Quelles lignes des données contiennent la chaîne "cabinet" ? Identifiez-les et recopiez chacune d'elles, sachant que la casse compte.
***** Données à traiter *****
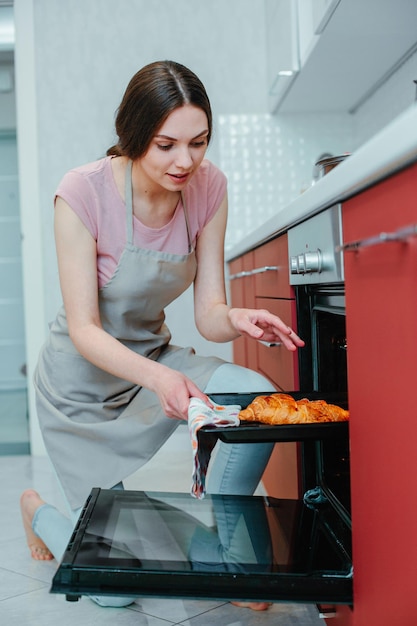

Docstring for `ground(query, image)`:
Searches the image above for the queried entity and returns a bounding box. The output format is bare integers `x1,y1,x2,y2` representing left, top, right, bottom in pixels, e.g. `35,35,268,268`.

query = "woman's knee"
204,363,276,393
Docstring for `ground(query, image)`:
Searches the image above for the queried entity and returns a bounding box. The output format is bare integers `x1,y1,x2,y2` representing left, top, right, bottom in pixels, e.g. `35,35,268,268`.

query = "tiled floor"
0,428,323,626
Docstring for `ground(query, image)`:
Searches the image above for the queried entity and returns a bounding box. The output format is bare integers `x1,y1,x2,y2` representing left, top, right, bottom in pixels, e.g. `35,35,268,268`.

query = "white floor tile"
0,454,322,626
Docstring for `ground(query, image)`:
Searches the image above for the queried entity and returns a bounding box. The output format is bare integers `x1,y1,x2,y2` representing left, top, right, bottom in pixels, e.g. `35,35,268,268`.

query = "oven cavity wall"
229,233,301,498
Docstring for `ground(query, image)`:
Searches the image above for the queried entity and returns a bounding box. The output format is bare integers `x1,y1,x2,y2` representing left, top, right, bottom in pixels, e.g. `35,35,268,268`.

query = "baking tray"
202,391,349,443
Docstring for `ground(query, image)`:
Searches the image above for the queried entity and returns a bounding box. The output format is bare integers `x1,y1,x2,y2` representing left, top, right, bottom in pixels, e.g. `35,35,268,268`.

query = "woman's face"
139,104,209,191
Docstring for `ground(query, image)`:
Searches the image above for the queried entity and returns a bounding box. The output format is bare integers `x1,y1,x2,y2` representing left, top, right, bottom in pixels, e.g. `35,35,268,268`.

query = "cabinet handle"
229,265,279,280
336,224,417,252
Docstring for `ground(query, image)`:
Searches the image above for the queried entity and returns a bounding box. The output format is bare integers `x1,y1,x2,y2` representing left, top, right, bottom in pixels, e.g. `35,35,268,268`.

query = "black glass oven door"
51,489,352,604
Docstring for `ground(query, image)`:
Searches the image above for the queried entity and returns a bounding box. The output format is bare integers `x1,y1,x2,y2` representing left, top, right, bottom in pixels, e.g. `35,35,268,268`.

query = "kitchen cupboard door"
256,297,298,392
229,251,256,369
229,257,246,366
253,233,294,298
343,166,417,626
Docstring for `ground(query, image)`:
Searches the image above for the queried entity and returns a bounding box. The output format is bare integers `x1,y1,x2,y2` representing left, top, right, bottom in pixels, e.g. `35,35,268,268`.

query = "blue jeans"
32,363,275,607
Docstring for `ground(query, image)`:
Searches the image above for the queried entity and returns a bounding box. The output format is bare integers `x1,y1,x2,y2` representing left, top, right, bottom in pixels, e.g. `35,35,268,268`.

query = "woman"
21,61,303,608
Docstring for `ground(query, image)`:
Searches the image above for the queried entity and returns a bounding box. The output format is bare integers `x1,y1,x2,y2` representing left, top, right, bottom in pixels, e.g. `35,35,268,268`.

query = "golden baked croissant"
239,393,349,424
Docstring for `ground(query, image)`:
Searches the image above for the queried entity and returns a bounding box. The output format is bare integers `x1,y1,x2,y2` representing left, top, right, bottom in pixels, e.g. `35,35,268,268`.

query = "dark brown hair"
107,61,213,160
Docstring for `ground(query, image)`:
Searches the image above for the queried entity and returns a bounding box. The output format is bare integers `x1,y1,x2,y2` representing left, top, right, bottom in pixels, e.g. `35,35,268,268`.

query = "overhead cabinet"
265,0,417,113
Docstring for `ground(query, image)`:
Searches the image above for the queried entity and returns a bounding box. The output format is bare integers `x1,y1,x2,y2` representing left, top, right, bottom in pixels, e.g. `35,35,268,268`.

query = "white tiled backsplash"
218,113,353,250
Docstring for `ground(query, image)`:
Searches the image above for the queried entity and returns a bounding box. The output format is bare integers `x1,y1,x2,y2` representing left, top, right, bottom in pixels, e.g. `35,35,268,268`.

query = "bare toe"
20,489,54,561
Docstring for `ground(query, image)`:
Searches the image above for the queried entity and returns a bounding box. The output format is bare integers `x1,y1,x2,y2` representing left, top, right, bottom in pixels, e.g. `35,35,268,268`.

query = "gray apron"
34,162,223,509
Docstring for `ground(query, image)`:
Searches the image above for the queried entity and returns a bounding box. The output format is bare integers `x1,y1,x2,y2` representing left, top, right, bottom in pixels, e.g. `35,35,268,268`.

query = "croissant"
239,393,349,425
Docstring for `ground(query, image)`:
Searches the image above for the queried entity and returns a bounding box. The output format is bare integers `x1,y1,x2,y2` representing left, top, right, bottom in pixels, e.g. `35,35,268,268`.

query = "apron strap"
125,159,133,244
181,191,193,254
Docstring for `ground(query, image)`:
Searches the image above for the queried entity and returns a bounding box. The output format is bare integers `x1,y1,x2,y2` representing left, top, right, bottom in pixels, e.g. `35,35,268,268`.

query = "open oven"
51,207,352,604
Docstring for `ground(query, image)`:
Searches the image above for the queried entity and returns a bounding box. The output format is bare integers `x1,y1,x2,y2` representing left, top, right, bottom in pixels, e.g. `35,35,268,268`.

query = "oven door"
51,394,352,604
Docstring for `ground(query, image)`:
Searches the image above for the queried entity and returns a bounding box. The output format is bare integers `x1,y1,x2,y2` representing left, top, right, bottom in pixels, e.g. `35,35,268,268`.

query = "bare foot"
20,489,54,561
230,602,272,611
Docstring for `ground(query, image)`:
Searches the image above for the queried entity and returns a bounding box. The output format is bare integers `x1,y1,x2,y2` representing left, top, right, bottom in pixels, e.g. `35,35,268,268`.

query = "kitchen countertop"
226,105,417,261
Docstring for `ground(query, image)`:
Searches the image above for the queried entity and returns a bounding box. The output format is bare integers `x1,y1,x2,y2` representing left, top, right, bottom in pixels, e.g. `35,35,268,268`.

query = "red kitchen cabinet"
229,234,300,498
340,165,417,626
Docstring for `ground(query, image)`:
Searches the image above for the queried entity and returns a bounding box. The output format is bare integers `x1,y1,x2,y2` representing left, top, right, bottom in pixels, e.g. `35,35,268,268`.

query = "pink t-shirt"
56,157,227,287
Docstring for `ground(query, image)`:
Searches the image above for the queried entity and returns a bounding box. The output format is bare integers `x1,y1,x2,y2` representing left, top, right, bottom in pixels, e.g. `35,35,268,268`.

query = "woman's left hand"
229,308,304,351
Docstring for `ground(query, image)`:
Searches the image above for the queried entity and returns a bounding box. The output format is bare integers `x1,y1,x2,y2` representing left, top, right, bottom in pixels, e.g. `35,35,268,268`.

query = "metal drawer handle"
229,265,279,280
336,224,417,252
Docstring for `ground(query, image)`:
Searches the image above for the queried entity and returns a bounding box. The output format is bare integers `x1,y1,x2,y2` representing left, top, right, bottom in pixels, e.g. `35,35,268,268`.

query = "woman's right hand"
152,365,212,420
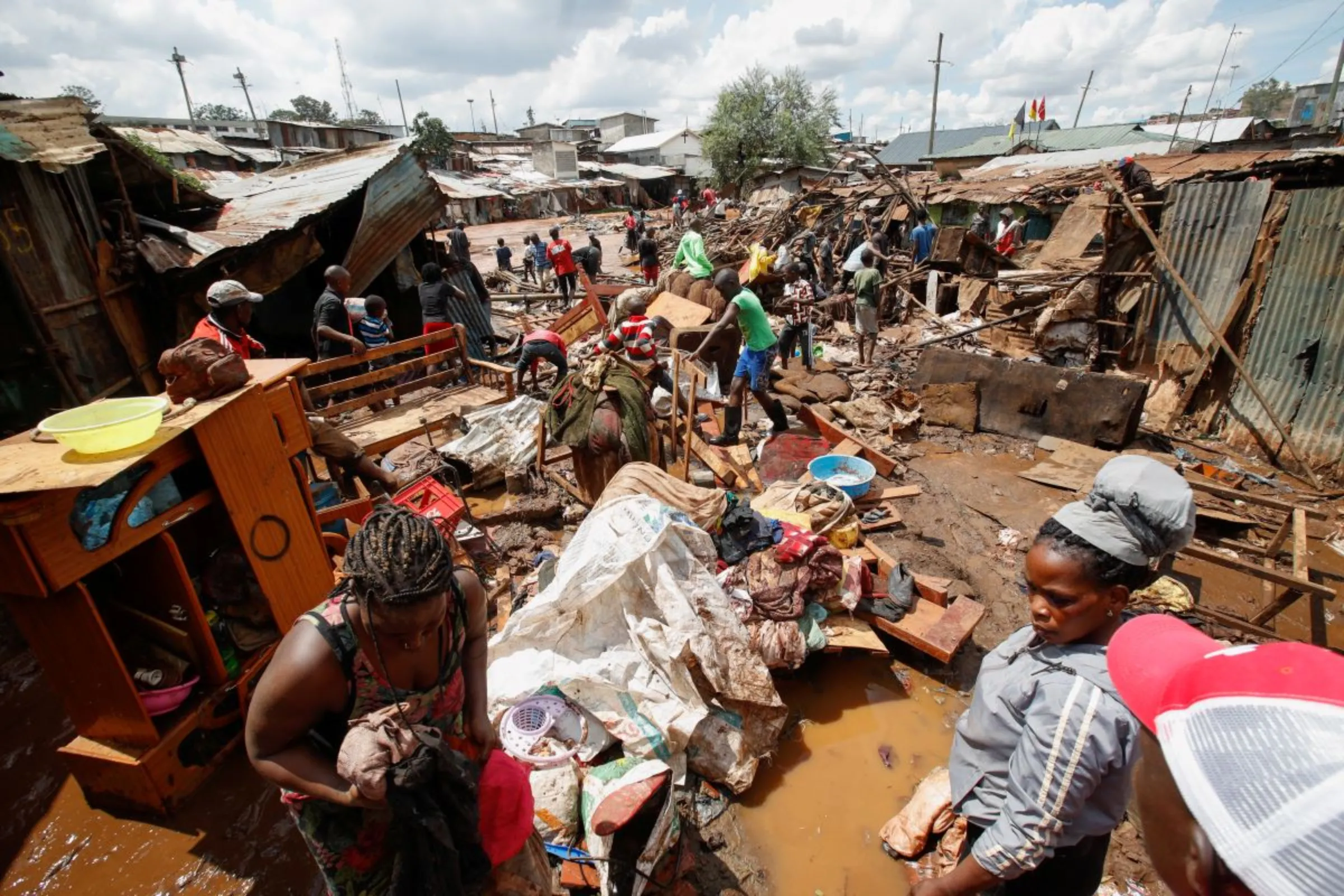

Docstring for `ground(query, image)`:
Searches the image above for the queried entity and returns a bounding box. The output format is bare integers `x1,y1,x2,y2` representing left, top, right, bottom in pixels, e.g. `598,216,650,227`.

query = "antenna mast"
335,38,355,121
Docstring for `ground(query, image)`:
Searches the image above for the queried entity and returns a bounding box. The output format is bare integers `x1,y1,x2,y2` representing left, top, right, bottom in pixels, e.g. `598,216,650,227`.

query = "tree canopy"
59,85,102,111
195,102,248,121
703,66,840,185
1242,78,1293,118
411,110,453,168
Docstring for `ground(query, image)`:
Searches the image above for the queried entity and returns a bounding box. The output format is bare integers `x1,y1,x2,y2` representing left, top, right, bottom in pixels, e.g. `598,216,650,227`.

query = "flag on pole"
1008,104,1027,145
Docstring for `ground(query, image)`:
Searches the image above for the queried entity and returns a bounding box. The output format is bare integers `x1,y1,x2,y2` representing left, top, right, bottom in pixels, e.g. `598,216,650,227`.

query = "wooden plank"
304,329,453,377
799,404,900,477
1180,544,1334,600
1186,473,1329,520
195,388,332,634
855,598,985,662
319,370,463,419
308,348,463,402
6,576,158,747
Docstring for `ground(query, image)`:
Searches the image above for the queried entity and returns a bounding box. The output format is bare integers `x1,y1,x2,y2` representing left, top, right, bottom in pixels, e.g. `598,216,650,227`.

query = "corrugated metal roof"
113,128,246,161
195,139,414,252
0,97,105,172
344,152,444,296
1152,180,1273,360
1224,186,1344,468
923,125,1170,161
601,162,676,180
602,129,696,153
878,119,1026,165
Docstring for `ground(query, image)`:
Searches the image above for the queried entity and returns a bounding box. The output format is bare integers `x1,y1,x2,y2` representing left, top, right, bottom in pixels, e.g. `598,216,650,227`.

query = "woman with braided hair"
246,508,496,895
*****
#### Résultat ci-dessous:
query = "cabinet handle"
query = "overhead cabinet"
query = "red kitchen cabinet"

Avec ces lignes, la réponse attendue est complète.